*** PASSAGE PROVIDED ***

The bullying has affected me in my adult life; I sometimes see the people that bullied me, and it scares me, I have to try to hide and make sure I’m not noticed.
I don’t know what support would’ve helped back then; I needed help, but I don’t think people (including my parents) would think that name calling etc. would affect you. “Don’t be so daft”, or “stop being silly” would be the things you would hear if you spoke to anyone about it. And the problem is when you face it every day you look to other ways to support yourself. So you don’t have to feel embarrassed about saying anything to anybody. Especially as, 30 years ago if you were to have said anything, you could almost guarantee that the people that bullied you would find out, either because you were both called to the principal’s office or your parents would go and speak to the bully’s parents, which would inevitably lead to another beating or more abuse from the people that bullied you as they would know you had grassed on them.
Recovery is an ongoing struggle, you just learn to fight that bit harder, and pray that you are strong enough or have something that stops you from giving up and trying to score drugs. What keeps me from doing it again, is my wife and kids, but some days if we have a row… Those voices start whispering to me again…
But I know if I went back to drugs I’d lose my family. And honestly, would I want them to be there if I was back on it again? No I don’t think I’d want my kids, to see that.
I still find myself cutting myself when I am really down about something or struggling; I don’t like my wife to know, but I just really really need a release every so often.

***

WORK INSTRUCTION: Transcribe the personal account of bullying and recovery word for word, from "The bullying has" up to and including "I’m not noticed.".

*** DATA SHOWN ***

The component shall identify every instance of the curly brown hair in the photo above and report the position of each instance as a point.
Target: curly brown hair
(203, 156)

***

RESPONSE:
The bullying has affected me in my adult life; I sometimes see the people that bullied me, and it scares me, I have to try to hide and make sure I’m not noticed.